═════ Data
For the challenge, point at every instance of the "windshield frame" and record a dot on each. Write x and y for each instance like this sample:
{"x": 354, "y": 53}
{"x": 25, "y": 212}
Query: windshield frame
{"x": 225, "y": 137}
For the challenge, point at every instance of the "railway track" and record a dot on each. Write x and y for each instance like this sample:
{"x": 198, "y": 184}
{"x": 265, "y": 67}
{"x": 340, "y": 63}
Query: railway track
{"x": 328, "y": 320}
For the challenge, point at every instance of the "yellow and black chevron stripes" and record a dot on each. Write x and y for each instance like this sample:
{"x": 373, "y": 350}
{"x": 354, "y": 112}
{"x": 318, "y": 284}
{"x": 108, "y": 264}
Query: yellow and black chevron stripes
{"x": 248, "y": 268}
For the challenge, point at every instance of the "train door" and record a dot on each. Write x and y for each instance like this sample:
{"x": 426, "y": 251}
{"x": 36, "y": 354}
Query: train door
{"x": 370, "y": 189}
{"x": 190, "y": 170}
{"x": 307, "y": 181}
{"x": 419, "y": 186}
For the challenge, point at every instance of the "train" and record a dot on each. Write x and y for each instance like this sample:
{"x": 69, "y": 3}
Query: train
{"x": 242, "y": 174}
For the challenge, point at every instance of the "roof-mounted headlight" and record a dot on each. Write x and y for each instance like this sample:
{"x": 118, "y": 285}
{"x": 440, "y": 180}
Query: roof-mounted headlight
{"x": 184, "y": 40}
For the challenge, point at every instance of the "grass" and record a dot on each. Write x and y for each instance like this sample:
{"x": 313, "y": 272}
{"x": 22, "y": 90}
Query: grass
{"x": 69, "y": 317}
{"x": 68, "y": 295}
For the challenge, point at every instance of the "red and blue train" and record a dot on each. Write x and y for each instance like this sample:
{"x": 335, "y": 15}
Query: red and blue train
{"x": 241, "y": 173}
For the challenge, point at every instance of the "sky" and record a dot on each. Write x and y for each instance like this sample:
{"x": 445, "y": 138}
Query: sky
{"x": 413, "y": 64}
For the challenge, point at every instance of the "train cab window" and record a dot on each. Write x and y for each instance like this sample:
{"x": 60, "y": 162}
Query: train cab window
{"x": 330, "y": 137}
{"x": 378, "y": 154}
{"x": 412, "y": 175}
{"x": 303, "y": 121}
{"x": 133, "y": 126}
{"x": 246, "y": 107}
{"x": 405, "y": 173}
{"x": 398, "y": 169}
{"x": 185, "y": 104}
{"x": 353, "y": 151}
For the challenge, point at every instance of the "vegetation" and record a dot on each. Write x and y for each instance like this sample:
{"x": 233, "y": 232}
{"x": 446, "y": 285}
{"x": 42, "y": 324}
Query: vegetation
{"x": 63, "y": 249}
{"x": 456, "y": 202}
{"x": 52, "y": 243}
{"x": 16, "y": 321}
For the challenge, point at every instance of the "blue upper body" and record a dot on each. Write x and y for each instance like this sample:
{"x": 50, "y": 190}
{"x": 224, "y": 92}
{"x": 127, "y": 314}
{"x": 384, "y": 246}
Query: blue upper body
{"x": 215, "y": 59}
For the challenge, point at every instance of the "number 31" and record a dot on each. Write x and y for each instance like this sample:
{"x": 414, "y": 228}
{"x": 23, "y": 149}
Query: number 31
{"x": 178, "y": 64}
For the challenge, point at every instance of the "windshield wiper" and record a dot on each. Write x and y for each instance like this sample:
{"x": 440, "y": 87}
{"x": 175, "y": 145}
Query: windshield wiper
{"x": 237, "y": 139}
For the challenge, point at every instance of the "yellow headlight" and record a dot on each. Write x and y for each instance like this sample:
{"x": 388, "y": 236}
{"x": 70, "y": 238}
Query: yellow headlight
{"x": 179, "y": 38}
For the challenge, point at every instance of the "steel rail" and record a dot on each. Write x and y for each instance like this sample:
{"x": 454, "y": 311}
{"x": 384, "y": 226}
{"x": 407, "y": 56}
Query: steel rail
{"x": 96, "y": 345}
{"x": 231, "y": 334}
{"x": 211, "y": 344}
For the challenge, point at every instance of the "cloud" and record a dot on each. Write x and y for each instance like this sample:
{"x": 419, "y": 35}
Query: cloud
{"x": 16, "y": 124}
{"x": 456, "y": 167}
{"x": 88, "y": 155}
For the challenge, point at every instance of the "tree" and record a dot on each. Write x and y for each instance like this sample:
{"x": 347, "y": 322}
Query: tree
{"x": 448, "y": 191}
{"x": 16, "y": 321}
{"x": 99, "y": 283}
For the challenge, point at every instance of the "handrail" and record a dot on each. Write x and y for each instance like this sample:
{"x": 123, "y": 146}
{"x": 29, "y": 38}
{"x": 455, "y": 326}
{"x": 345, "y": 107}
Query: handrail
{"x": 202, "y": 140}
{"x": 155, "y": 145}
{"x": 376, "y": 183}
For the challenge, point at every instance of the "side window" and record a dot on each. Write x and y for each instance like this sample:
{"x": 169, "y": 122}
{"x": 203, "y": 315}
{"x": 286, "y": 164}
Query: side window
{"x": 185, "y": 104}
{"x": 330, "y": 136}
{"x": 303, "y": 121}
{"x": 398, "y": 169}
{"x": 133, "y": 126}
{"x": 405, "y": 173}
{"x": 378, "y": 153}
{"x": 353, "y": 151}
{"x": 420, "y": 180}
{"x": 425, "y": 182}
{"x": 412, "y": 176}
══════════
> _Task prompt_
Set down the entries above again, word for word.

> _Exercise response_
For the challenge, point at every instance of the "windshield frame" and record a dot on each. Write x and y for each instance like this sample:
{"x": 354, "y": 53}
{"x": 25, "y": 212}
Query: windshield frame
{"x": 225, "y": 137}
For the challenge, point at every instance of the "railway track" and record a dot on each. Write x and y for each instance like this sample:
{"x": 198, "y": 184}
{"x": 265, "y": 67}
{"x": 340, "y": 63}
Query: railway track
{"x": 328, "y": 320}
For the challenge, point at every instance of the "yellow and black chevron stripes" and record a dot on each. Write x and y for each instance like this sample:
{"x": 373, "y": 350}
{"x": 354, "y": 112}
{"x": 318, "y": 284}
{"x": 108, "y": 264}
Query: yellow and black chevron stripes
{"x": 248, "y": 268}
For the challenge, point at every instance of the "train door" and record a dot on each. Write x and y for each instance like this sample:
{"x": 426, "y": 251}
{"x": 36, "y": 354}
Query: train door
{"x": 370, "y": 189}
{"x": 190, "y": 170}
{"x": 307, "y": 181}
{"x": 419, "y": 186}
For the challenge, point at every instance of the "train" and record a dot on each. Write x and y for each instance like this sample:
{"x": 69, "y": 3}
Query: train
{"x": 242, "y": 174}
For the challenge, point at every instance of the "roof-mounted headlight" and record a dot on each. Write x and y for each instance like this sample:
{"x": 118, "y": 285}
{"x": 440, "y": 180}
Query: roof-mounted headlight
{"x": 184, "y": 40}
For the challenge, point at every instance of the "grass" and record a dot on each. Write x and y for each instance like this sample:
{"x": 313, "y": 272}
{"x": 22, "y": 90}
Query: grass
{"x": 69, "y": 317}
{"x": 68, "y": 295}
For the challenge, point at every instance of the "red and blue train" and record a dot on each. Write x and y for each instance like this sample:
{"x": 335, "y": 15}
Query: red and blue train
{"x": 241, "y": 173}
For the challenge, point at every instance of the "sky" and record a dot on each. Write x and y for each instance like this sample:
{"x": 445, "y": 138}
Query: sky
{"x": 413, "y": 64}
For the challenge, point at every instance of the "train cab window" and record a dot on each. Write x and y for each instance like this sample:
{"x": 60, "y": 162}
Query: train cab window
{"x": 330, "y": 137}
{"x": 378, "y": 154}
{"x": 412, "y": 175}
{"x": 303, "y": 121}
{"x": 133, "y": 126}
{"x": 246, "y": 107}
{"x": 405, "y": 173}
{"x": 398, "y": 169}
{"x": 185, "y": 104}
{"x": 353, "y": 151}
For the challenge, point at every instance of the "vegetation" and record a dot on each. Write x and y for each instance like this sample:
{"x": 233, "y": 232}
{"x": 446, "y": 285}
{"x": 42, "y": 324}
Query: vegetation
{"x": 63, "y": 249}
{"x": 456, "y": 202}
{"x": 52, "y": 243}
{"x": 16, "y": 321}
For the challenge, point at every instance of the "blue upper body" and record a dot on each. Write x and y for each instance like this sample:
{"x": 50, "y": 190}
{"x": 224, "y": 92}
{"x": 127, "y": 314}
{"x": 384, "y": 246}
Query: blue upper body
{"x": 215, "y": 59}
For the challenge, point at every instance of the "number 31" and record a dot on each. Write x and y for each instance like this sample:
{"x": 414, "y": 228}
{"x": 23, "y": 149}
Query: number 31
{"x": 178, "y": 64}
For the challenge, point at every instance of the "windshield wiper" and record a dot on each. Write x and y for each instance like this sample:
{"x": 440, "y": 87}
{"x": 175, "y": 145}
Query: windshield wiper
{"x": 237, "y": 139}
For the challenge, point at every instance of the "yellow headlight" and record a dot on each. Write x and y for each instance like this sample:
{"x": 388, "y": 236}
{"x": 70, "y": 238}
Query: yellow headlight
{"x": 179, "y": 38}
For the challenge, point at every instance of the "steel rail" and record a dot on each. Write x and y for each instance like this sample:
{"x": 454, "y": 311}
{"x": 384, "y": 226}
{"x": 407, "y": 56}
Query: steel rail
{"x": 96, "y": 345}
{"x": 231, "y": 334}
{"x": 211, "y": 344}
For the challenge, point at every instance of the "cloud" and record a dot on each. Write x and y for each instance like this sample:
{"x": 419, "y": 35}
Query: cloud
{"x": 16, "y": 124}
{"x": 456, "y": 167}
{"x": 88, "y": 155}
For the challenge, point at every instance of the "tree" and record a dot on each. Write x and y for each instance like this sample:
{"x": 347, "y": 322}
Query: tree
{"x": 448, "y": 191}
{"x": 16, "y": 321}
{"x": 99, "y": 283}
For the challenge, point at every instance of the "handrail" and record a dot on each. Write x and y for each instance like this sample:
{"x": 123, "y": 146}
{"x": 29, "y": 38}
{"x": 455, "y": 326}
{"x": 345, "y": 107}
Query: handrail
{"x": 202, "y": 140}
{"x": 155, "y": 145}
{"x": 376, "y": 183}
For the challenge, point at every instance of the "side window" and record a dot on each. Write x and y for each instance like this sample:
{"x": 169, "y": 122}
{"x": 203, "y": 315}
{"x": 286, "y": 164}
Query: side window
{"x": 185, "y": 104}
{"x": 330, "y": 136}
{"x": 303, "y": 121}
{"x": 398, "y": 169}
{"x": 133, "y": 126}
{"x": 405, "y": 173}
{"x": 378, "y": 153}
{"x": 353, "y": 151}
{"x": 420, "y": 180}
{"x": 425, "y": 182}
{"x": 412, "y": 176}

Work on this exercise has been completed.